_Assignment_. Search the data for the word "people" and copy each line that has it.

_Information given_.
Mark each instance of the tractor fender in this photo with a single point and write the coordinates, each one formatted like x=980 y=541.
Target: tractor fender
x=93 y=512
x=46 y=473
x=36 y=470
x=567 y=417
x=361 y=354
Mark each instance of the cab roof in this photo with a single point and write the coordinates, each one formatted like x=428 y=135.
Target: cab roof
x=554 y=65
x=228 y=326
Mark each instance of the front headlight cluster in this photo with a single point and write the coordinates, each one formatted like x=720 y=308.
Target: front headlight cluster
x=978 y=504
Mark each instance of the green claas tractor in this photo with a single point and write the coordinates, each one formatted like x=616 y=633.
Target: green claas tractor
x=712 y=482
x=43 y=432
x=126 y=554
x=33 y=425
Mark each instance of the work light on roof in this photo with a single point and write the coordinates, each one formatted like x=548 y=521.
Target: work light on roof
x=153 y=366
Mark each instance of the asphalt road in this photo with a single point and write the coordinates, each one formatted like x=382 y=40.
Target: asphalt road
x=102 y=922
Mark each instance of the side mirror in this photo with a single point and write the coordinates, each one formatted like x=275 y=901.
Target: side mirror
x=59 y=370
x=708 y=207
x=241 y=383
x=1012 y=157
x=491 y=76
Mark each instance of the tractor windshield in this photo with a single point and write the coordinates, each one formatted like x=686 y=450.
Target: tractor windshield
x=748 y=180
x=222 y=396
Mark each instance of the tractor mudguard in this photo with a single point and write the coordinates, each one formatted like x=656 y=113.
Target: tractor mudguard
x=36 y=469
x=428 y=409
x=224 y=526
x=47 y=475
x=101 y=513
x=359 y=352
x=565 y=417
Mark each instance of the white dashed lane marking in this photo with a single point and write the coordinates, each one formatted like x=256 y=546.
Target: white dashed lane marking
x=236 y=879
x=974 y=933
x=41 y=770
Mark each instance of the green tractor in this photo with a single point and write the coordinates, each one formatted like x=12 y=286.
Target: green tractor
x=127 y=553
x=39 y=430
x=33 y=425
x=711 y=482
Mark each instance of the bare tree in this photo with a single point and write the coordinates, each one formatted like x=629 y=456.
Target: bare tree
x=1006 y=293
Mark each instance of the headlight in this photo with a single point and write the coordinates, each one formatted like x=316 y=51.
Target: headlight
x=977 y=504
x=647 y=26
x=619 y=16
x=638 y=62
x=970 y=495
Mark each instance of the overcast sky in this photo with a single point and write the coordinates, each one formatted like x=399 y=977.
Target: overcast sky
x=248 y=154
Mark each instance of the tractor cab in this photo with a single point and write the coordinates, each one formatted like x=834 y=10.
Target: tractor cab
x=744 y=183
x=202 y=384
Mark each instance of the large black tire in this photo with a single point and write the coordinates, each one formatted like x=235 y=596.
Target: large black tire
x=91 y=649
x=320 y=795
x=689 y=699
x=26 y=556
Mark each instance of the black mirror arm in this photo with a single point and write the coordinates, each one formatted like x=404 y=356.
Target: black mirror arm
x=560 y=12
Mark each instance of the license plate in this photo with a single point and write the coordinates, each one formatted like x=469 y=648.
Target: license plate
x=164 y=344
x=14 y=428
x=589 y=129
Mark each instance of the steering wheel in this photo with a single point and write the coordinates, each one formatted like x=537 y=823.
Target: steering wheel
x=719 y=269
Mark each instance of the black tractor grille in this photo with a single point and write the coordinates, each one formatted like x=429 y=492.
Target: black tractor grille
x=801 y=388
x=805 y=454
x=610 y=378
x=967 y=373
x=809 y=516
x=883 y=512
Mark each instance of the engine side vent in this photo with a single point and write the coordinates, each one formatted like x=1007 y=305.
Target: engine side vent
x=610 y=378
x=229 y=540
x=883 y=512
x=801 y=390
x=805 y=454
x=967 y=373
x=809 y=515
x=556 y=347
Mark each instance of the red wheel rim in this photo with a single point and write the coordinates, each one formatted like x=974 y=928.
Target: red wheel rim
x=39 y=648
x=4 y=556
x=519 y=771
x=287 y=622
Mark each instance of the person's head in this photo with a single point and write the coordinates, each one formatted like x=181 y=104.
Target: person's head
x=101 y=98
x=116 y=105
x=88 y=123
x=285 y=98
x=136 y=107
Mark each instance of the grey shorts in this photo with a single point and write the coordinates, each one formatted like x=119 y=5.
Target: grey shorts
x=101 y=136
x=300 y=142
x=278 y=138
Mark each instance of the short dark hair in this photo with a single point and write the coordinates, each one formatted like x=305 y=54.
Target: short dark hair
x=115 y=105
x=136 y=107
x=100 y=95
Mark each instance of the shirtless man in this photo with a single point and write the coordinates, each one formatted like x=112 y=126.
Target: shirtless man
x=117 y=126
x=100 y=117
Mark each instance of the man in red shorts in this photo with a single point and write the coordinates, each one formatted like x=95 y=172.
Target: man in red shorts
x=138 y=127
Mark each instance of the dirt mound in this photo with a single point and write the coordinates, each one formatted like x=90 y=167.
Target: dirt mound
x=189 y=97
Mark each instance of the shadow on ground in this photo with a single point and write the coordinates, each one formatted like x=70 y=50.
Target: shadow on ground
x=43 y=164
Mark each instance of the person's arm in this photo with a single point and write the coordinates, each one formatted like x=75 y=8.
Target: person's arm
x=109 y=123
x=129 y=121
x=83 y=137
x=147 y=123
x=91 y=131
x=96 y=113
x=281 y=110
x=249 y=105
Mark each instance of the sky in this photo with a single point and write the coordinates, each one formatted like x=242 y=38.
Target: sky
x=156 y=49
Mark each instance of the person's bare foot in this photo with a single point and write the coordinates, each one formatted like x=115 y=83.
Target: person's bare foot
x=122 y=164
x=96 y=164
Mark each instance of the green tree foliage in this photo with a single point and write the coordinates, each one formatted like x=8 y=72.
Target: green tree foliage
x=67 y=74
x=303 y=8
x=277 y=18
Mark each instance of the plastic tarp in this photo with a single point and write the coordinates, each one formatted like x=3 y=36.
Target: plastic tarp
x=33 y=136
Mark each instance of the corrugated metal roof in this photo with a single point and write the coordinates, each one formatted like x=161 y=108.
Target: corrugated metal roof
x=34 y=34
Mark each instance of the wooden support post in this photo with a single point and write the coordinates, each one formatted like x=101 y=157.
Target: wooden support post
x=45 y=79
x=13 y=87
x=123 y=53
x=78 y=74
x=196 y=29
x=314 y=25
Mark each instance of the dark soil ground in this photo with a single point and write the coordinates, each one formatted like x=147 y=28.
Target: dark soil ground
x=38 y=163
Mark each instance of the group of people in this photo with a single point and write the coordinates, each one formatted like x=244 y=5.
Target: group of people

_Task output_.
Mark each instance of the group of people in this photo with a single point and write the coordinates, each one formatted like x=244 y=5.
Target: group of people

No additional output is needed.